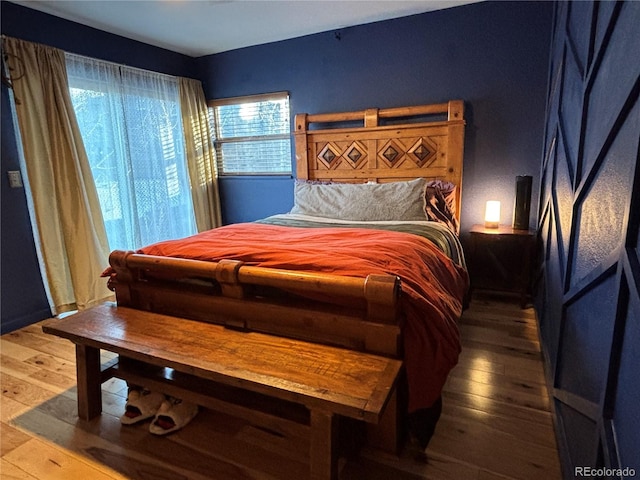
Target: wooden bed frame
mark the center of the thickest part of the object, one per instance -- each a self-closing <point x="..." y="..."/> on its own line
<point x="366" y="146"/>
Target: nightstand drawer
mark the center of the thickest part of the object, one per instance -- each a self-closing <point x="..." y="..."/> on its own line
<point x="501" y="259"/>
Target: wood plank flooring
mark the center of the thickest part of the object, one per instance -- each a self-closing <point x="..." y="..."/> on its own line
<point x="496" y="422"/>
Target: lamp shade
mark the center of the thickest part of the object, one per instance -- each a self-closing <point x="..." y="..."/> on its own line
<point x="492" y="214"/>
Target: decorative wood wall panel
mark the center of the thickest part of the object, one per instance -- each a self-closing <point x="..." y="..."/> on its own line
<point x="588" y="297"/>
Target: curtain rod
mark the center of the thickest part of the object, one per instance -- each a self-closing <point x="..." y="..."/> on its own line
<point x="78" y="55"/>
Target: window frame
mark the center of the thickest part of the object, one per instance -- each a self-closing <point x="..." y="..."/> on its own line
<point x="239" y="100"/>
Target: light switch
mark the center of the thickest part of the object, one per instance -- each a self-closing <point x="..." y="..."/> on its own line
<point x="15" y="179"/>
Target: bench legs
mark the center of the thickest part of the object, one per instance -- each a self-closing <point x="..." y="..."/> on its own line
<point x="323" y="458"/>
<point x="89" y="382"/>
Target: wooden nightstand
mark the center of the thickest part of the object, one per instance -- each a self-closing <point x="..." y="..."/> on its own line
<point x="500" y="259"/>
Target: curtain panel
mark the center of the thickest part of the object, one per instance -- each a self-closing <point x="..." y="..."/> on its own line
<point x="73" y="242"/>
<point x="200" y="153"/>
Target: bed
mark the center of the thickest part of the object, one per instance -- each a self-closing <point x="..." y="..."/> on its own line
<point x="377" y="203"/>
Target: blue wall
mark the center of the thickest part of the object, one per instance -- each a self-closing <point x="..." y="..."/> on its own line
<point x="588" y="298"/>
<point x="493" y="55"/>
<point x="23" y="300"/>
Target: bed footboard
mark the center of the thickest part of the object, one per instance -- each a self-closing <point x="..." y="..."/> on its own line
<point x="357" y="313"/>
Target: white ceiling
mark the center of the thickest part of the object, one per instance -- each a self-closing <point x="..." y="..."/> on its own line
<point x="203" y="27"/>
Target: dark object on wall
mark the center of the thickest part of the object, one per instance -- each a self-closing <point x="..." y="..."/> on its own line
<point x="523" y="202"/>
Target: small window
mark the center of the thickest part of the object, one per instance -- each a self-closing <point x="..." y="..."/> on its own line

◆ AIM OF THE EXERCISE:
Set down, word for word, every line from the line that holds "Target: blue wall" to the end of the entries above, including both ends.

◆ FINISHED ANSWER:
Target: blue wall
mark the center of the thickest part of the object, one per instance -- each a self-closing <point x="..." y="..."/> on its own line
<point x="588" y="298"/>
<point x="493" y="55"/>
<point x="23" y="300"/>
Target: bed footboard
mark the center of the thickest part of the object, one per instance -- each a self-closing <point x="..." y="..."/> on its own line
<point x="357" y="313"/>
Target: white ceiling
mark the center of the thickest part of the object, one per instance -- each a self-closing <point x="..." y="..."/> on its own line
<point x="203" y="27"/>
Target: dark object on wall
mark the center of the thickest part of the object, one per instance -- each a self-closing <point x="..." y="..."/> on its own line
<point x="523" y="202"/>
Target: small window
mark the center of the thickest part of the object, one per instance -- each a self-closing <point x="..." y="..."/> on its own line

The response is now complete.